> **Reading passage**:
========

After the first game came the presentation of the teams to Donald Macintyre (CBE, MP) and, after that, the crowd of approximately 15,000 settled in, clutching their match programmes (price: one shilling) wondering if those in the white shirts and black shorts of Southern Rhodesia could overcome Leicester in their traditional royal blue shirts and white shorts.

The Southern Rhodesians weren’t expected to do well but you never could tell. They’d lost 6-1 and 3-1 to the visitors Blackpool in 1960, so on the balance of probabilities this was unlikely to be their day. What else was there to do but cautiously hope?

According to Chalmers (who still lives in Durban and prunes roses, including those of Clive Barker, the former Bafana Bafana coach), the match was dangerously lopsided to begin with. The Rhodesians started off well but not well enough, early nerves resulting in Leicester’s opening goal. The crowd groaned, doubtlessly fearing another Blackpool. They might even have drawn long-sufferingly on a cigarette, lit with one of four models of Ronson’s lighters (‘Essex’, ‘Varaflame’, ‘Whirlwind’ or ‘Cadet Adonis’) advertised at the foot of the team sheets in the programme’s middle page spread.

========

> **Given exercise 1**:
Copy the passage about the Southern Rhodesia match against Leicester from "The Southern Rhodesians" up to and including "but cautiously hope?".

> **Recorded data**:

========

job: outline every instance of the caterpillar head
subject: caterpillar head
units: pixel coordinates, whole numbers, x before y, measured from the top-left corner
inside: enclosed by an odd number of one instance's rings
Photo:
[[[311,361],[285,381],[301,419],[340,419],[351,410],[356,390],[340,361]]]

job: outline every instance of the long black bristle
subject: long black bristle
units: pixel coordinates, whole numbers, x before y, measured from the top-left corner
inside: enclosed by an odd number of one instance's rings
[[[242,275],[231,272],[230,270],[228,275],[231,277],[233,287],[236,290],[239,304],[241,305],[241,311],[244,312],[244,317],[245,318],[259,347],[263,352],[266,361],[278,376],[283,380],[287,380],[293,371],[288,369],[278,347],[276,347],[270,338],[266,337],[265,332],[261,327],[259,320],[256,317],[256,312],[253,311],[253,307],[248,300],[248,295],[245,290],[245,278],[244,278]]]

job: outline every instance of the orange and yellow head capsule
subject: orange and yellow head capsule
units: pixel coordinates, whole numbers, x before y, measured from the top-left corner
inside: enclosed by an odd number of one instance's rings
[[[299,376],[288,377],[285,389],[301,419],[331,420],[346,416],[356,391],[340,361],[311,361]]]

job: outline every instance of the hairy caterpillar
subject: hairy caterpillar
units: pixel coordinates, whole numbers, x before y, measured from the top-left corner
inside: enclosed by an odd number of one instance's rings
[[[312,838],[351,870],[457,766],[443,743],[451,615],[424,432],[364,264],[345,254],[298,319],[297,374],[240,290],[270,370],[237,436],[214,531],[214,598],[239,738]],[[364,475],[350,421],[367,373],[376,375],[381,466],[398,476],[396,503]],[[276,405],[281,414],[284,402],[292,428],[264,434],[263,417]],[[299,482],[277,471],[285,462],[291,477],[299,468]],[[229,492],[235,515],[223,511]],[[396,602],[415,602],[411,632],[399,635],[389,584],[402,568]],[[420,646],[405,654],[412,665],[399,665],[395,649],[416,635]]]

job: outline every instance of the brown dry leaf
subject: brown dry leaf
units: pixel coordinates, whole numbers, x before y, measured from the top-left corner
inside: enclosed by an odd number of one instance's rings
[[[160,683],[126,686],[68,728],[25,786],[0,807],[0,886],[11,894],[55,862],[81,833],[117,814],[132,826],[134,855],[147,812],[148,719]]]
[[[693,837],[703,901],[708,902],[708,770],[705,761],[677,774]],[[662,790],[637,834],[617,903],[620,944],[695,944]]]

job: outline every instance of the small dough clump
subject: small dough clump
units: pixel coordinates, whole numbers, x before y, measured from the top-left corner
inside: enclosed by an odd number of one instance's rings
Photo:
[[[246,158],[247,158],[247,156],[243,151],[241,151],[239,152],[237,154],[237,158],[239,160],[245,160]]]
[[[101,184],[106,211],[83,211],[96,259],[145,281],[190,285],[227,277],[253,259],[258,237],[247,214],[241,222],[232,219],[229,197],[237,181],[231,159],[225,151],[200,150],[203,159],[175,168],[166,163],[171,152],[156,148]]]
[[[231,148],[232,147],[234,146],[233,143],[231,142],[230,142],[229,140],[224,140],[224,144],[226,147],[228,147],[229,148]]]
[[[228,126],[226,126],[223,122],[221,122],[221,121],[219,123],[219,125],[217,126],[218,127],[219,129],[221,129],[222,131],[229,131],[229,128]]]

========

> **Given exercise 2**:
Identify each line of the records that contains the word "small", and copy those lines.

> **Expected answer 1**:
The Southern Rhodesians weren’t expected to do well but you never could tell. They’d lost 6-1 and 3-1 to the visitors Blackpool in 1960, so on the balance of probabilities this was unlikely to be their day. What else was there to do but cautiously hope?

> **Expected answer 2**:
job: outline every instance of the small dough clump
subject: small dough clump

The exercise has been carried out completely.